**SOURCE**
● ● ● ● ● ● ●

|
WERE FAMOUS ATHEISTS MORAL OR IMMORAL?
Many atheists take
issue with some believers' contention that one cannot be truly moral without
God and a God-given moral code. Some atheists insist that they are moral and
that they do not need God to be moral beings. Though some may hold on to
some form of "self-conceived," "flexible" ethics, they clearly do not uphold
Judeo-Christian morality. This section offers evidence of the kind of
morality the leaders of modern atheism openly embraced. These individuals
have been the "role models" for many atheists for decades.
MADALYN
MURRAY O'HARE
(Militant leader of the atheist movement)
PLAYBOY: How many lovers have you had, if you don't mind our asking?
MURRAY:
... I've had five affairs, all of them real wingdings.
PLAYBOY:
Would you call yourself an advocate of free love?
MURRAY: I'd
describe myself as a sexual libertarian -- but I'm not a libertine. "To each
his own" is my motto. If anybody wants to engage in any kind of sexual
activity with any consenting partner, that is their business. I don't feel
that I can sit in judgment on them, or that society can sit in judgment on
them.
And my sex life is peculiarly
my own. I will engage in sexual activity with a consenting male any time and
any place I d--n well please.
Playboy Interview
of Madalyn Murray O’hair,
http://www.positiveatheism.org/hist/madplay.htm, (Viewed Oct 28, 2007).
AYN RAND (Atheist philosopher)
“ To live for his own sake means
that the achievement of his own happiness is man’s highest moral purpose.”
Rand, Ayn, The Virtue of Selfishness. New York:
Signet Books, 1964, 27.
RICHARD DAWKINS
(Scientist, and militant atheist leader)
"The world would be a better place...if
morality was all about doing good to others and refraining from hurting
them, rather than religion's morbid obsession with private sin and the evils
of sexual enjoyment."
http://dir.salon.com/story/news/feature/2005/04/30/dawkins/,
(Viewed November 6, 2006).
ALBERT CAMUS
(French atheist
writer)
“In 1940, Camus married again.
His second wife was Francine Faure,… Although never divorced, Francine
suffered immensely from Albert’s persistent and public infidelities.”

● ● ● ● ● ● ●

**RECORDS SUPPLIED**

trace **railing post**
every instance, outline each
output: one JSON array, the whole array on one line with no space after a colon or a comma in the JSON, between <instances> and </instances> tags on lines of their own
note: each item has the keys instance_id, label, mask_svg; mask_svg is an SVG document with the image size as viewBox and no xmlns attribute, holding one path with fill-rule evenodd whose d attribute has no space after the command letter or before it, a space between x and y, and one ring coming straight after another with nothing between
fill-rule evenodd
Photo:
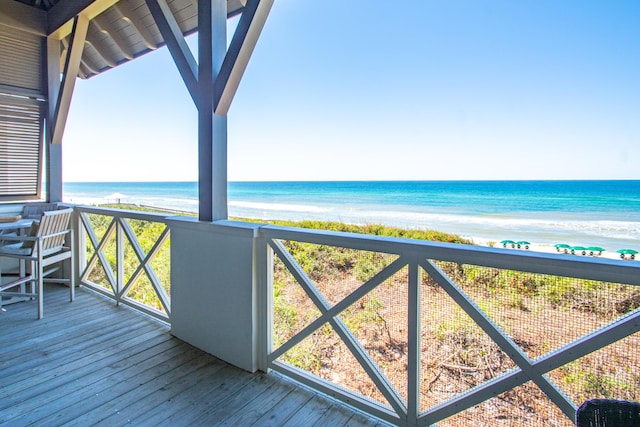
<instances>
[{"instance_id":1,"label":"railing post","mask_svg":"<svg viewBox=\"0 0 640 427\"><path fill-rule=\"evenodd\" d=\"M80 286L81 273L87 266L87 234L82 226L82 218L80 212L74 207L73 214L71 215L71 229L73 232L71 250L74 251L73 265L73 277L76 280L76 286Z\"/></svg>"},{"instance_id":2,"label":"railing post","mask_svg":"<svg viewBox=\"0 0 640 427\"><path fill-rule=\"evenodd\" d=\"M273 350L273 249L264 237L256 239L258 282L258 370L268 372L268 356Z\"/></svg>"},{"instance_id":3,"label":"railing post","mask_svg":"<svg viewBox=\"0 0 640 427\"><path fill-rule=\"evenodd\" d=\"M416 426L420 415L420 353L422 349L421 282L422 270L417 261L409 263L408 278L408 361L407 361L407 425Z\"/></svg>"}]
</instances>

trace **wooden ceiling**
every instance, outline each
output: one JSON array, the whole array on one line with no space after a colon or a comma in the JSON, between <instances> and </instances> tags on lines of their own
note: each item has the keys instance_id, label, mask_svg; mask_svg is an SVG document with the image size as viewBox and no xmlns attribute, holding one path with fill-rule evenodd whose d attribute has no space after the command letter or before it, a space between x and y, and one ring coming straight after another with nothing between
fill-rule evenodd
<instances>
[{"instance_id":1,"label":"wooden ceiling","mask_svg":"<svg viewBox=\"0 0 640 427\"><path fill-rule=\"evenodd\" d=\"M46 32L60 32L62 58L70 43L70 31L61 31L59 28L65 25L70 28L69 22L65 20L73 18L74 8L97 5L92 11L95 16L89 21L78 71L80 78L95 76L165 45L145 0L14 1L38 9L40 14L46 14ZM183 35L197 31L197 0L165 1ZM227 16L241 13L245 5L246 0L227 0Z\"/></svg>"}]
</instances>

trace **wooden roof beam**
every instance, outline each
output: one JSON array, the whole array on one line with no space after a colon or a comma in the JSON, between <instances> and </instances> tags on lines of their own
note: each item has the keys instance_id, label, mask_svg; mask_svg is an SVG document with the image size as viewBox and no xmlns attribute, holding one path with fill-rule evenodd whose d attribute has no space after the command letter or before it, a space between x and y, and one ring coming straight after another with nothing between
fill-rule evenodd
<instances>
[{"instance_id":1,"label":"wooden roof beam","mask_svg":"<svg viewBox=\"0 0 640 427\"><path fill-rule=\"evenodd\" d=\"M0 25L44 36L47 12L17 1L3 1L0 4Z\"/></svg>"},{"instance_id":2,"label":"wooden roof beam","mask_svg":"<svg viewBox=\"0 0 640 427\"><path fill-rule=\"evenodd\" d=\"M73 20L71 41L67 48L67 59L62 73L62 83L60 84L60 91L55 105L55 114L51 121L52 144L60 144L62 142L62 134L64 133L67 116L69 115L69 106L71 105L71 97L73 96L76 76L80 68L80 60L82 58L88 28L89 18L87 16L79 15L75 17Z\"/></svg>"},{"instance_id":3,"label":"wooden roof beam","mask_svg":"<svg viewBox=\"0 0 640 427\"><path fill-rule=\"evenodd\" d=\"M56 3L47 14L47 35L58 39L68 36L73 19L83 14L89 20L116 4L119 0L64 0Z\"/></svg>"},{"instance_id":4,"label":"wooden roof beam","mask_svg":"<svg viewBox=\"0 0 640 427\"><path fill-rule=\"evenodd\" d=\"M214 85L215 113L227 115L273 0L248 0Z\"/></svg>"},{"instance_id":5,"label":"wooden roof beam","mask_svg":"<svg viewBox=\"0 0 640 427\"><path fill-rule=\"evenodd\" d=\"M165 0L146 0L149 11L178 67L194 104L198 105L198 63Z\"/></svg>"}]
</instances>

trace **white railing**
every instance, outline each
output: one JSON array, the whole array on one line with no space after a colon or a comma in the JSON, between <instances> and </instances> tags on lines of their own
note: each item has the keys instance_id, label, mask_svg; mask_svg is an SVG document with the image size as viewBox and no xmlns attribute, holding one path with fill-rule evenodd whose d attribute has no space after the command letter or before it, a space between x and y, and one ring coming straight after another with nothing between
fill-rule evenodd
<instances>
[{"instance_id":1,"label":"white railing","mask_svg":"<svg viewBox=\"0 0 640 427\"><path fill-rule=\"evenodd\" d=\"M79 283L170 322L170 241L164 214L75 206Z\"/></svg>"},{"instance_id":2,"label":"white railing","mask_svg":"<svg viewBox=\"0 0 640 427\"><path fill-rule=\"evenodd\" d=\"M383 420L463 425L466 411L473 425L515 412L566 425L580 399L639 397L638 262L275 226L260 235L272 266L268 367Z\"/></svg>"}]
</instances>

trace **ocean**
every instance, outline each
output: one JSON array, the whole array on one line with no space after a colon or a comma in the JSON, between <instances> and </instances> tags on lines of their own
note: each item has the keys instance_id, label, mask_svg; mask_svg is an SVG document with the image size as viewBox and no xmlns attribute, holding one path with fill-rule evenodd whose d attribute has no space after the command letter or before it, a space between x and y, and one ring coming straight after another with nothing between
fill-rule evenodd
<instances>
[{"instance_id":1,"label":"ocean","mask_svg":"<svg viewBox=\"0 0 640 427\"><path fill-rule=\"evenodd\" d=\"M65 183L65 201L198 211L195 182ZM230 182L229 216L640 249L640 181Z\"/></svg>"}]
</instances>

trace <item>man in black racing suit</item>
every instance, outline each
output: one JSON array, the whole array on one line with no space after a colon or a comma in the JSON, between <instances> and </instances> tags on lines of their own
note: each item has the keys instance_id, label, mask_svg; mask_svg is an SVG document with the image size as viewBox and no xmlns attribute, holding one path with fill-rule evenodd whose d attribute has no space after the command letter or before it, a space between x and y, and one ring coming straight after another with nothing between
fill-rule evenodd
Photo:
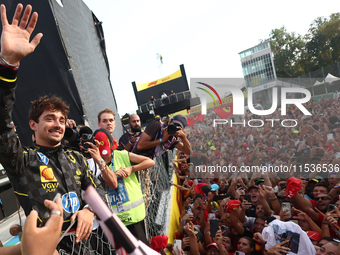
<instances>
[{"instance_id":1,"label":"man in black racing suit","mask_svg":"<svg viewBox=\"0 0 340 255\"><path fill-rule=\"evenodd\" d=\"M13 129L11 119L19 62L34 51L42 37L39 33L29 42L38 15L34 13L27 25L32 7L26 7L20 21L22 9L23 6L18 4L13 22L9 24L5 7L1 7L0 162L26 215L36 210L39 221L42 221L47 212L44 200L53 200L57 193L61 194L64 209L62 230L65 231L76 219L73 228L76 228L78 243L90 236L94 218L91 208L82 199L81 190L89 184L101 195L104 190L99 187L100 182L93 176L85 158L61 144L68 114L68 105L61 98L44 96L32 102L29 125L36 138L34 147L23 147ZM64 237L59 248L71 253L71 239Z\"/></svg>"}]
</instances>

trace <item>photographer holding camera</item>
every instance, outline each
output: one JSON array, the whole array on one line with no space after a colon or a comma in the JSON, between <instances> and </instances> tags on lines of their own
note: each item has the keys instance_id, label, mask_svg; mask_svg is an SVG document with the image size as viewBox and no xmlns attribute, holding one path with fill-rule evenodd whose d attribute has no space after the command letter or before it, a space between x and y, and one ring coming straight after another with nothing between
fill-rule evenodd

● ● ● ● ● ● ●

**WHAT TO DO**
a – In the page on whether famous atheists were moral, whom does it say Albert Camus married in 1940?
b – Resume the page on whether famous atheists were moral, starting right after its last sentence.

**ANSWERS IN ORDER**
a – Francine Faure

b –
“Camus…bought a handsome stone
farm house for his family in Province. (Mi, Camus’ young Danish mistress
often stayed at the farm house nearby.”
“ But Camus was not a Christian.
He neither believed in God nor accepted the specific morality of
Christianity. He liked to think of himself as instinctively pagan, a man in
love with the tangible pleasures of this earth rather than the ethereal
blessings of Heaven.”
Kamber, R., On Camus. Belmont
California: Wadworth Philosophers Series, 2001, 3, 5, 7.
JEAN PAUL SARTRE / SIMONE DE BOUVOIR
(French writers/philosophers)
"Although Sartre and Simone (De
Bouvoir) were lovers from the early 1930’s onwards, they never married, and
each had what were quite often well-publicized affairs with other people."
Thody, P., Read, H., Introducing Sartre.
Cambridge: Icon Books, 2005, 72.
FRIEDRICH
NIETZSCHE (German atheist
philosopher)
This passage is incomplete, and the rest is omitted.